▸ Data for the task:
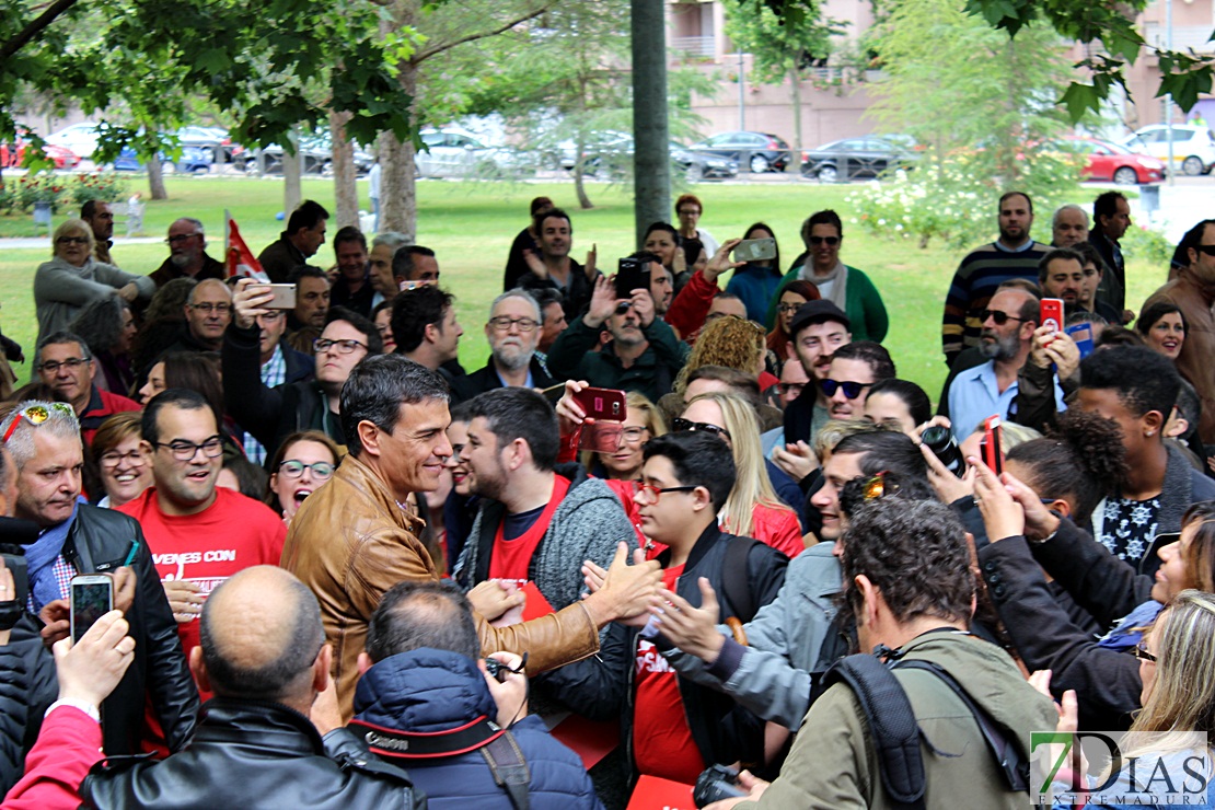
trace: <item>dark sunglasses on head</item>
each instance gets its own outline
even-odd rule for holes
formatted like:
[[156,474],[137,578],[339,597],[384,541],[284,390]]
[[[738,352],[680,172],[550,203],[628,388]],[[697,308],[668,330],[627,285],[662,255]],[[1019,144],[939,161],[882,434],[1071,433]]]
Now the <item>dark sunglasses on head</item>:
[[844,400],[855,400],[860,396],[860,392],[868,389],[871,383],[853,383],[847,380],[844,383],[838,383],[836,380],[823,380],[823,393],[826,397],[833,397],[836,391],[843,391]]
[[703,430],[706,434],[713,434],[714,436],[730,437],[730,431],[724,427],[718,427],[717,425],[711,425],[707,421],[691,421],[690,419],[684,419],[683,417],[676,417],[674,421],[671,423],[674,431],[682,432],[685,430]]
[[979,312],[979,323],[987,323],[988,318],[991,318],[998,327],[1002,327],[1010,321],[1016,321],[1018,323],[1025,322],[1025,318],[1018,318],[1015,315],[1008,315],[1007,312],[1001,312],[1000,310],[983,310]]

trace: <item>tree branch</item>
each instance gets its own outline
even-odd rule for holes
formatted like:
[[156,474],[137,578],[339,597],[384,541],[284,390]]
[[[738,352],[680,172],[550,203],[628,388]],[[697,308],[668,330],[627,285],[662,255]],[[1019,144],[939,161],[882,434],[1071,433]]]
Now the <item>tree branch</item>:
[[75,5],[77,0],[55,0],[46,11],[34,17],[16,36],[0,46],[0,62],[5,62],[13,53],[26,47],[29,40],[34,39],[44,28],[55,22],[55,18]]
[[450,51],[451,49],[456,47],[457,45],[463,45],[464,43],[475,43],[476,40],[479,40],[479,39],[486,39],[487,36],[497,36],[498,34],[502,34],[503,32],[510,30],[512,28],[514,28],[519,23],[525,23],[529,19],[535,19],[536,17],[539,17],[542,13],[544,13],[546,11],[548,11],[549,9],[552,9],[555,5],[556,5],[556,0],[547,0],[547,2],[544,2],[544,5],[542,5],[536,11],[527,12],[522,17],[519,17],[519,18],[513,19],[513,21],[510,21],[510,22],[508,22],[508,23],[505,23],[503,26],[499,26],[498,28],[495,28],[493,30],[477,32],[475,34],[469,34],[468,36],[462,36],[462,38],[459,38],[457,40],[453,40],[451,43],[443,43],[442,45],[436,45],[435,47],[426,49],[424,51],[419,51],[409,61],[413,62],[414,64],[418,64],[420,62],[425,62],[431,56],[436,56],[439,53],[442,53],[443,51]]

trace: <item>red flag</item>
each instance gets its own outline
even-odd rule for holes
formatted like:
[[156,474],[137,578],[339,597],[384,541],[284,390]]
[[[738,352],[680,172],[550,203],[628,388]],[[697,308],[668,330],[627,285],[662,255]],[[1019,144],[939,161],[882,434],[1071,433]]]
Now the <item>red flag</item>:
[[254,257],[249,245],[244,243],[244,238],[236,226],[236,220],[232,219],[227,209],[224,209],[224,255],[226,256],[228,278],[238,276],[270,283],[270,277],[261,270],[261,262]]

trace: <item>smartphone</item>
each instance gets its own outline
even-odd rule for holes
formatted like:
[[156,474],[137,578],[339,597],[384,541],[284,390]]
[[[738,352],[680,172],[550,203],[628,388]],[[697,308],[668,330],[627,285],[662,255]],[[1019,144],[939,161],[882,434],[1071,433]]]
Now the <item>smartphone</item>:
[[573,395],[582,412],[589,419],[625,421],[628,408],[625,404],[625,392],[615,389],[582,389]]
[[275,298],[266,305],[270,310],[294,310],[295,285],[294,284],[266,284]]
[[649,291],[649,289],[650,262],[640,259],[621,259],[616,265],[616,298],[629,298],[633,290]]
[[988,417],[983,420],[983,441],[979,442],[979,455],[989,470],[996,475],[1004,472],[1004,452],[1000,446],[1000,417]]
[[106,574],[72,577],[72,642],[75,644],[97,619],[114,610],[114,580]]
[[1057,298],[1044,298],[1040,327],[1050,327],[1051,332],[1063,330],[1063,301]]
[[734,261],[763,261],[776,257],[776,239],[744,239],[734,245]]

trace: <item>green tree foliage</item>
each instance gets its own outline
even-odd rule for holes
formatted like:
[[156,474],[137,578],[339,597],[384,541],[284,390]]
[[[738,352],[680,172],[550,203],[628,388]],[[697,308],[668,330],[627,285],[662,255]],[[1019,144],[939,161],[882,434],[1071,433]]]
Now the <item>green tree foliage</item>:
[[1069,66],[1049,26],[1010,39],[950,0],[904,0],[875,41],[886,78],[869,86],[872,113],[915,138],[919,160],[863,193],[861,225],[966,245],[990,238],[990,219],[974,211],[1004,191],[1050,210],[1074,187],[1079,160],[1052,142],[1067,125],[1055,98]]

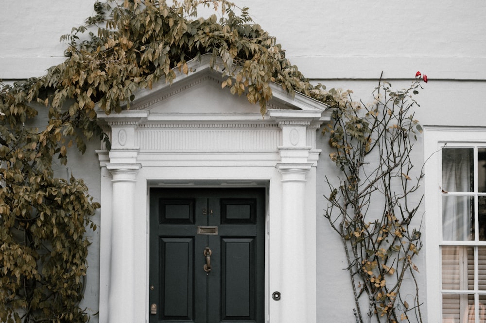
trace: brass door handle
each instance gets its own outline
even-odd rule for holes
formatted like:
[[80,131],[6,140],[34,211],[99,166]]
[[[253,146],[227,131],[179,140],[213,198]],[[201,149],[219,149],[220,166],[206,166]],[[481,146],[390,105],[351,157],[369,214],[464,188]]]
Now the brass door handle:
[[204,271],[209,273],[211,271],[211,255],[212,254],[212,251],[209,247],[206,247],[203,252],[203,254],[206,258],[206,263],[204,264]]

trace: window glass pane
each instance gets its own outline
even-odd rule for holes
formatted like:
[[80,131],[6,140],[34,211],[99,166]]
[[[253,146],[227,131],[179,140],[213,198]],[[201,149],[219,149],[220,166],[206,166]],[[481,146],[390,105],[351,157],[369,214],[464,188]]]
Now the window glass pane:
[[473,295],[442,295],[443,323],[474,323],[474,322]]
[[486,148],[478,148],[478,191],[486,193]]
[[447,192],[472,192],[474,160],[472,148],[442,149],[442,189]]
[[478,280],[479,290],[486,291],[486,246],[478,247]]
[[442,197],[442,239],[446,241],[474,240],[474,198]]
[[486,196],[478,197],[478,220],[479,221],[479,240],[486,241]]
[[479,322],[486,322],[486,295],[479,295]]
[[442,289],[474,289],[474,247],[442,246]]

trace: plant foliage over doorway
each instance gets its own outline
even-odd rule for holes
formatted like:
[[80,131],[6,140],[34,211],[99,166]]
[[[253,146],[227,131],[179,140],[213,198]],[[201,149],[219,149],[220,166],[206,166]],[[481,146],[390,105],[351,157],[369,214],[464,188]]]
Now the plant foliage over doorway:
[[[215,9],[198,18],[197,10]],[[46,75],[0,84],[0,320],[86,322],[79,307],[87,265],[87,227],[93,201],[83,181],[55,178],[76,145],[107,136],[97,109],[129,109],[140,89],[171,82],[174,69],[211,55],[222,86],[258,104],[272,97],[271,82],[338,108],[348,93],[312,85],[285,58],[276,39],[254,23],[246,8],[226,0],[114,0],[96,2],[96,15],[61,37],[66,60]],[[236,12],[239,12],[237,14]],[[350,103],[349,103],[350,104]],[[45,124],[34,126],[38,115]]]

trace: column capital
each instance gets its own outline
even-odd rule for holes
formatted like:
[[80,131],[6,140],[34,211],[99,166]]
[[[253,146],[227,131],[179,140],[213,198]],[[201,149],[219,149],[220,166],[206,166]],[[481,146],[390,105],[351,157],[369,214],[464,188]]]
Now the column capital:
[[111,180],[113,182],[135,182],[137,174],[142,168],[141,164],[107,163],[106,165],[113,178]]

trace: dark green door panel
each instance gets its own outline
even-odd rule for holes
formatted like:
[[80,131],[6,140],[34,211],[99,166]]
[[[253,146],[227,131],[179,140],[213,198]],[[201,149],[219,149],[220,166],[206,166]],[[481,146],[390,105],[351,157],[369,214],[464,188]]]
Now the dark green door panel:
[[150,323],[262,323],[264,189],[153,188],[150,202]]

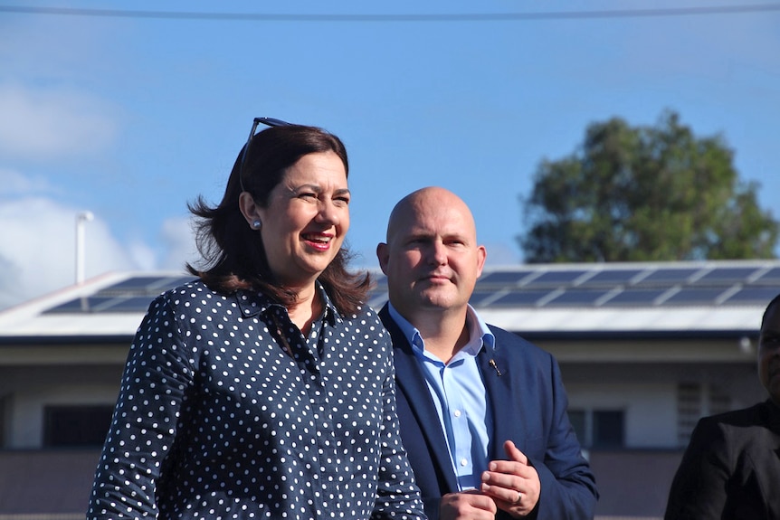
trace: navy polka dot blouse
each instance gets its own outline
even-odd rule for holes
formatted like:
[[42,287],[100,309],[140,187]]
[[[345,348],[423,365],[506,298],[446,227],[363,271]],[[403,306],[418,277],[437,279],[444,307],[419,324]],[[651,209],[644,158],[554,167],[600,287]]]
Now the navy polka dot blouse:
[[424,518],[389,335],[364,307],[305,337],[263,295],[158,297],[128,356],[88,518]]

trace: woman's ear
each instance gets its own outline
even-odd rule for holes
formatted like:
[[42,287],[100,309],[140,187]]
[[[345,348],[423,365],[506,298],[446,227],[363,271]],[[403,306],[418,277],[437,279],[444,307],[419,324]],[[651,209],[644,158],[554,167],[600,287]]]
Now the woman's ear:
[[246,219],[247,223],[252,229],[259,226],[255,222],[261,222],[260,212],[258,211],[257,203],[254,202],[254,197],[249,192],[242,192],[238,196],[238,209],[241,210],[241,214]]

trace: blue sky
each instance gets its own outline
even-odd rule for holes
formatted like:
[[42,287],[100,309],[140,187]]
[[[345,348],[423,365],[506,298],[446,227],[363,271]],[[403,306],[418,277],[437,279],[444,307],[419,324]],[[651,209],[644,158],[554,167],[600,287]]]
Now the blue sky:
[[[395,203],[432,184],[471,205],[489,264],[521,261],[539,162],[592,122],[664,109],[722,135],[777,218],[780,2],[712,12],[735,5],[0,0],[0,307],[73,283],[81,211],[88,278],[195,260],[186,203],[219,200],[255,116],[345,141],[356,266],[376,267]],[[549,14],[615,11],[638,14]]]

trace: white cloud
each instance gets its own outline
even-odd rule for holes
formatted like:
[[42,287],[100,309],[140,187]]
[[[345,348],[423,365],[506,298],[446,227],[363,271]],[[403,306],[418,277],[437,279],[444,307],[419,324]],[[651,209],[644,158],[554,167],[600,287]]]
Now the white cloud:
[[68,88],[0,83],[0,154],[33,160],[94,155],[114,141],[114,111]]
[[197,262],[200,255],[195,242],[192,220],[189,217],[168,219],[163,222],[162,238],[166,257],[161,268],[171,270],[184,269],[185,262]]
[[53,187],[43,177],[28,177],[0,166],[0,195],[52,193]]
[[[79,212],[43,197],[0,203],[0,308],[75,282]],[[86,278],[139,269],[100,215],[95,217],[85,223]]]

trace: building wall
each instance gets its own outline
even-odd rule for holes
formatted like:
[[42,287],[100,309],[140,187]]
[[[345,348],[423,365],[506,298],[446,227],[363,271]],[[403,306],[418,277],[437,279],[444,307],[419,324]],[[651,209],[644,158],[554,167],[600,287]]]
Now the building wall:
[[121,370],[119,365],[0,366],[0,395],[7,408],[0,448],[41,449],[46,406],[112,404]]

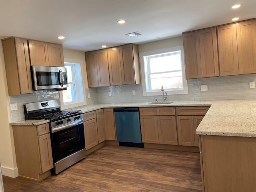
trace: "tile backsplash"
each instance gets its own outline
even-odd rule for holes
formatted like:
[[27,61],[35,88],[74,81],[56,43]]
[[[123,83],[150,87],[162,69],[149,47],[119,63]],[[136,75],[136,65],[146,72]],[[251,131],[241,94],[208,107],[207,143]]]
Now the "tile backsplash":
[[10,96],[10,103],[17,103],[18,106],[18,110],[11,111],[12,120],[14,122],[25,119],[23,105],[26,103],[59,98],[59,92],[52,90],[34,91],[30,94]]
[[[249,88],[249,82],[255,81],[256,74],[211,77],[188,80],[188,94],[168,95],[168,101],[196,101],[256,98],[256,88]],[[207,84],[208,90],[201,91],[201,85]],[[136,94],[132,95],[135,90]],[[151,102],[162,96],[144,96],[141,84],[86,88],[87,105],[97,104]],[[108,96],[108,92],[111,96]],[[88,98],[88,94],[90,98]],[[23,105],[38,101],[59,99],[58,91],[44,90],[32,94],[10,96],[10,103],[17,103],[18,110],[12,111],[13,122],[24,119]]]
[[[256,89],[250,88],[249,82],[254,81],[256,74],[211,77],[188,80],[188,94],[168,95],[166,101],[188,101],[256,98]],[[201,91],[200,85],[207,84],[208,90]],[[91,97],[97,98],[97,103],[150,102],[162,96],[144,96],[141,84],[102,87],[96,89]],[[132,95],[135,90],[136,95]],[[108,96],[108,92],[111,96]]]

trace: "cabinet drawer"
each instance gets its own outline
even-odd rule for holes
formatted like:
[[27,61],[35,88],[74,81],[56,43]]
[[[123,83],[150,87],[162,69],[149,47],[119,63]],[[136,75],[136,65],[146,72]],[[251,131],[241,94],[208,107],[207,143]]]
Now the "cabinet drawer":
[[156,107],[142,107],[140,108],[141,115],[152,115],[156,114]]
[[174,107],[157,107],[156,108],[157,115],[175,115]]
[[177,115],[204,115],[210,106],[203,107],[178,107],[176,108]]
[[83,118],[84,118],[84,121],[86,121],[96,118],[96,112],[95,111],[93,111],[84,113],[83,114]]
[[36,126],[36,129],[37,129],[37,135],[38,136],[50,132],[49,124],[48,123],[38,125]]

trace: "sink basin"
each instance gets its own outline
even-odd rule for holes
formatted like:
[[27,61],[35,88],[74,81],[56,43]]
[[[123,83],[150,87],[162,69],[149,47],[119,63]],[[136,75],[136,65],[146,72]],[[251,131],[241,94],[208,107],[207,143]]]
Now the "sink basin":
[[160,104],[170,104],[170,103],[173,103],[173,101],[164,101],[164,102],[156,102],[156,101],[155,101],[154,102],[152,102],[151,103],[148,103],[148,104],[149,104],[149,105],[160,105]]

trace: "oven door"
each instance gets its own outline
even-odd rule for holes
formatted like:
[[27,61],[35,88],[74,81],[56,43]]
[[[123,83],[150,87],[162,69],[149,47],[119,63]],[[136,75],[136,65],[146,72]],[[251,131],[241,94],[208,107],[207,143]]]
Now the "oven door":
[[68,87],[66,69],[64,67],[32,66],[34,90]]
[[54,163],[85,148],[82,122],[51,133],[51,137]]

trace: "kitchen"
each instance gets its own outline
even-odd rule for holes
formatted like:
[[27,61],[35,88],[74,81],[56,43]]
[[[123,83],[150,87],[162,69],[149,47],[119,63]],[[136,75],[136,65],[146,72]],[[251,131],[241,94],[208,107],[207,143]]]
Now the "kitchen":
[[[249,3],[250,2],[248,2]],[[228,9],[230,8],[230,6],[232,5],[233,2],[230,2]],[[246,4],[247,2],[244,3],[243,6],[249,6]],[[251,6],[251,7],[253,6]],[[250,15],[249,16],[246,15],[244,19],[254,18],[255,15]],[[116,19],[115,18],[115,20]],[[222,22],[221,24],[225,24],[230,22],[229,19],[225,20],[225,22]],[[2,22],[1,22],[1,23]],[[208,24],[207,26],[210,27],[215,24]],[[191,28],[194,26],[190,27]],[[197,29],[203,28],[204,27],[198,27]],[[186,30],[189,30],[188,29]],[[5,34],[6,35],[10,35],[10,34]],[[181,34],[180,34],[181,35]],[[22,36],[19,34],[15,35],[16,36]],[[32,37],[27,37],[28,38],[32,38]],[[2,39],[2,38],[1,38]],[[36,38],[33,38],[34,39]],[[132,40],[131,40],[132,41]],[[182,38],[182,37],[174,37],[166,40],[160,40],[152,42],[140,44],[139,46],[139,52],[143,53],[154,50],[158,48],[159,49],[164,49],[169,46],[176,47],[180,46],[183,45]],[[117,45],[113,45],[115,46]],[[91,50],[98,49],[95,48]],[[84,50],[84,51],[90,50]],[[7,85],[6,81],[4,80],[5,73],[2,72],[4,71],[3,69],[4,66],[4,62],[2,52],[1,51],[1,87],[3,88],[3,90],[5,90],[5,92],[3,92],[3,94],[1,94],[1,108],[4,112],[2,113],[1,117],[1,122],[2,123],[2,126],[4,128],[1,130],[1,146],[4,146],[4,148],[1,148],[0,154],[4,154],[2,157],[1,156],[1,160],[2,164],[2,169],[4,168],[10,168],[11,169],[6,169],[5,171],[8,170],[10,171],[11,169],[13,171],[12,172],[10,172],[10,175],[12,175],[14,177],[15,174],[17,174],[16,166],[16,160],[15,157],[15,152],[13,146],[13,138],[12,131],[10,132],[9,122],[12,121],[11,118],[12,117],[12,113],[17,111],[13,111],[11,113],[10,110],[9,100],[11,100],[11,103],[18,103],[20,101],[20,102],[24,101],[30,101],[31,100],[31,96],[29,96],[26,98],[26,95],[22,97],[11,97],[9,99],[8,93],[7,92]],[[64,50],[64,54],[65,58],[72,59],[74,58],[76,60],[81,60],[81,63],[85,64],[84,60],[84,52],[77,52],[70,50],[68,49],[65,49]],[[86,74],[84,76],[85,77],[84,81],[86,81],[87,78]],[[252,74],[242,75],[240,76],[227,76],[219,77],[216,78],[204,78],[202,79],[195,79],[188,80],[188,88],[189,94],[186,95],[183,95],[182,96],[179,95],[168,95],[167,100],[174,100],[176,101],[197,101],[197,100],[224,100],[224,99],[254,99],[255,98],[256,92],[255,89],[249,88],[249,82],[255,80],[255,75]],[[86,85],[85,82],[84,84]],[[208,85],[208,91],[201,92],[200,89],[200,85]],[[134,96],[132,94],[132,91],[136,90],[136,95]],[[101,103],[122,103],[123,100],[125,99],[126,102],[151,102],[154,101],[155,96],[143,96],[142,85],[140,84],[137,85],[125,85],[117,86],[115,87],[103,87],[99,88],[86,88],[85,92],[86,93],[86,102],[87,104],[97,104]],[[108,96],[108,92],[110,92],[112,96]],[[90,93],[90,98],[88,98],[87,94]],[[145,99],[145,97],[146,98]],[[161,96],[158,96],[159,101],[161,100]],[[29,102],[25,101],[25,103]],[[19,111],[18,110],[18,111]],[[14,116],[14,117],[15,116]],[[18,119],[20,117],[16,116],[15,118]]]

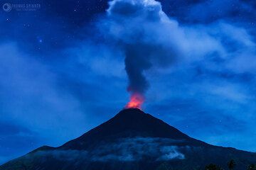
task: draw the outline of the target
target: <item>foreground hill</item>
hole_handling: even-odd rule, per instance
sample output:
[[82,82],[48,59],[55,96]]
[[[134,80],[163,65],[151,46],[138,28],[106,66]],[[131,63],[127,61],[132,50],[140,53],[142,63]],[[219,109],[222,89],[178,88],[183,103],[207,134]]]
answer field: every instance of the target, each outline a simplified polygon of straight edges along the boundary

▸ What you will do: With both ends included, please retype exactly the lines from the line containing "task: draw the outline of the target" to the final line of the data.

▸ Solution:
task: draw the outline of the target
target: <item>foreground hill</item>
hole_handling: even-odd rule, per instance
sample output:
[[82,82],[48,59],[55,96]]
[[[134,80],[163,65],[151,46],[138,28],[106,66]],[[131,63],[127,61],[132,50],[140,53],[142,63]],[[219,109],[222,89],[178,88],[183,103],[207,134]]]
answer field: every instance of the target, each outline a simplified polygon of straight edges along the boundary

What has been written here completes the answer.